● Prompt: From the sharding documentation below, list every method that the code samples call on the $shardManager object.

● Selected text:
.....
You have to be aware of this problem and design your queries accordingly or
shard the data in a way that you never have to query multiple shards to
calculate a result.
ShardManager Interface
----------------------
The central API of the sharding extension is the ``ShardManager`` interface.
It contains two different groups of functions with regard to sharding.
First, it contains the Shard Selection API. You can pick a shard based on a
so-called "distribution-value" or reset the connection to the "global" shard,
a necessary database that often contains heavily cached, sharding independent
data such as meta tables or the "user/tenant" table.
.. code-block:: php
<?php
use Doctrine\DBAL\DriverManager;
use Doctrine\Shards\DBAL\SQLAzure\SQLAzureShardManager;
$conn = DriverManager::getConnection(array(
'sharding' => array(
'federationName' => 'my_database',
'distributionKey' => 'customer_id',
)
));
$shardManager = new SQLAzureShardManager($conn);
$currentCustomerId = 1234;
$shardManager->selectShard($currentCustomerId);
// all queries after this call hit the shard
// where customer with id 1234 is on.
$shardManager->selectGlobal();
// the global database is selected.
To access the currently selected distribution value use the following API
method:
.. code-block:: php
<?php
$value = $shardManager->getCurrentDistributionValue();
The shard manager will prevent you switching shards when a transaction is open.
This is especially important when using sharding with the ORM. Because the ORM
uses a single transaction during the flush-operation this means that you can
only ever use one ``EntityManager`` with data from a single shard.
The second API is the "fan-out" query API. This allows you to execute queries against
ALL shards. The order of the results of this operation is undefined, that means
your query has to return the data in a way that works for the application, or
you have to sort the data in the application.
.. code-block:: php
<?php
$sql = "SELECT * FROM customers";
$rows = $shardManager->queryAll($sql, $params);
Schema Operations: SchemaSynchronizer Interface
-----------------------------------------------
Schema Operations in a sharding architecture are tricky. You have to perform
them on all databases instances (shards) at the same time. Also Doctrine
has problems with this in particular as you cannot generate an SQL file with
changes on any development machine anymore and apply this on production. The
required changes depend on the amount of shards.
.....
● Record set:

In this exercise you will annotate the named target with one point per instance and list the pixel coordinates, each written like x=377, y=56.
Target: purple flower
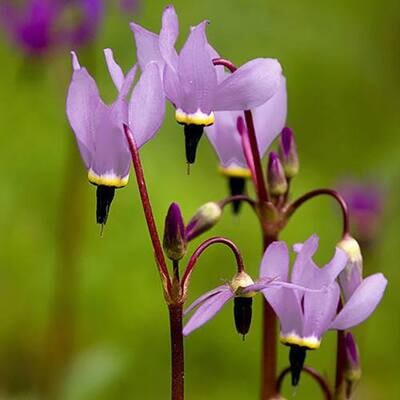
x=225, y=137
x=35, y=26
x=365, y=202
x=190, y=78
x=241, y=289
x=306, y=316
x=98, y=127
.....
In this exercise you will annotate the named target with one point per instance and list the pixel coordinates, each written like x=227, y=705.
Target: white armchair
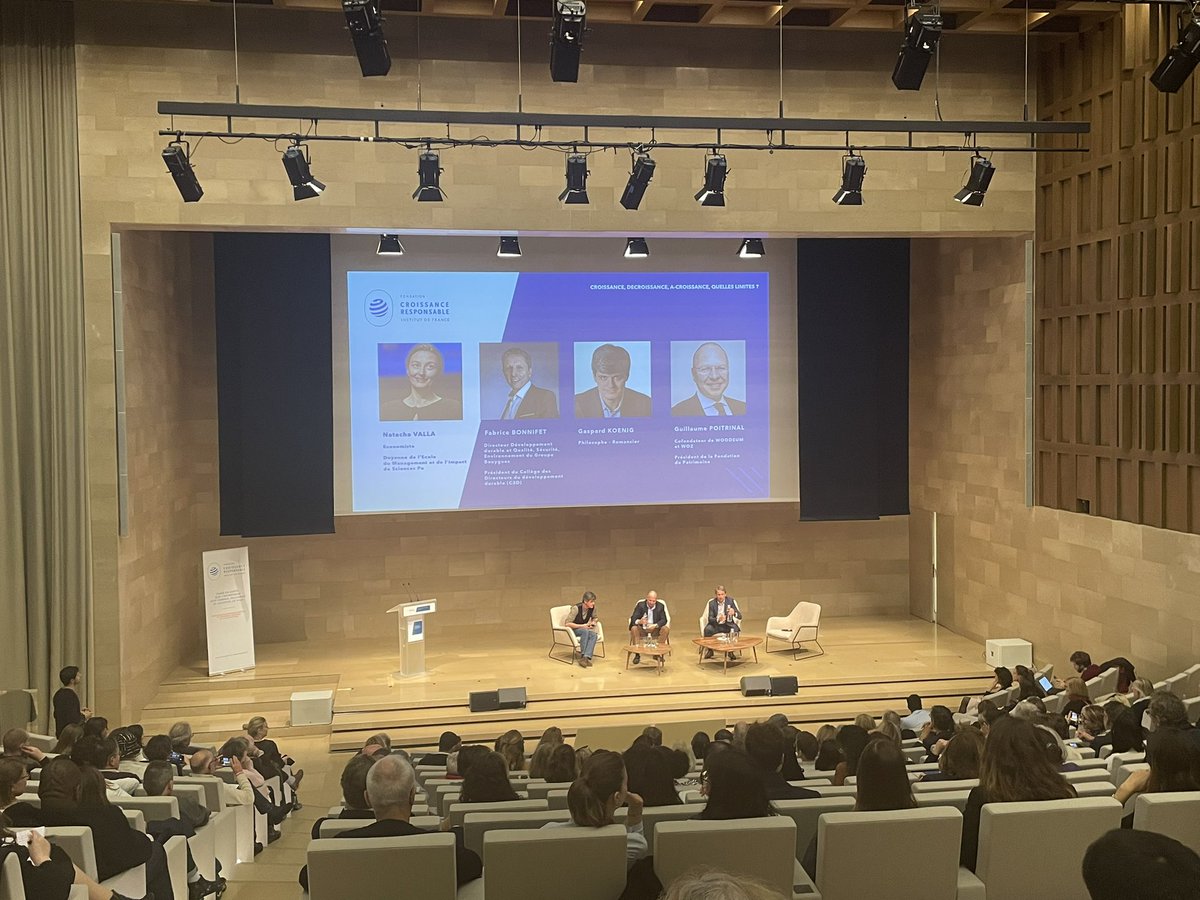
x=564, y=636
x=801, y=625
.....
● Solution to the exercise:
selectShard
selectGlobal
getCurrentDistributionValue
queryAll